REQUIREMENTS — Gather every line of the material below that contains the word "concrete", matching case exactly.

SOURCE DATA —
──────

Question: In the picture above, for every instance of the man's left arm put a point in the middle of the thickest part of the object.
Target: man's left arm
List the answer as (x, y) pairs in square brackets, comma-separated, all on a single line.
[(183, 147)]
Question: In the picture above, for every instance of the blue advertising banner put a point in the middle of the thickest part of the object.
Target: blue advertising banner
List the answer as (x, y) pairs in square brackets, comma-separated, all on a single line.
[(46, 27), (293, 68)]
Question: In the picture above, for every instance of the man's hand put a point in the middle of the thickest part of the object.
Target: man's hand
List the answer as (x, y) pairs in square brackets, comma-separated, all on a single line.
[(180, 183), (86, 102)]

──────

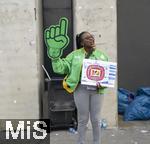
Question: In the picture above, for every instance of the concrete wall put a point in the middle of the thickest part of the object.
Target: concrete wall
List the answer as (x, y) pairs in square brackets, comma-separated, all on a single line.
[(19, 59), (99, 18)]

──────

CORRECT OUTPUT —
Question: In the picture above, for every instance of the concrete wall put a point in the middle of the thickest part of the object.
Target: concrete wall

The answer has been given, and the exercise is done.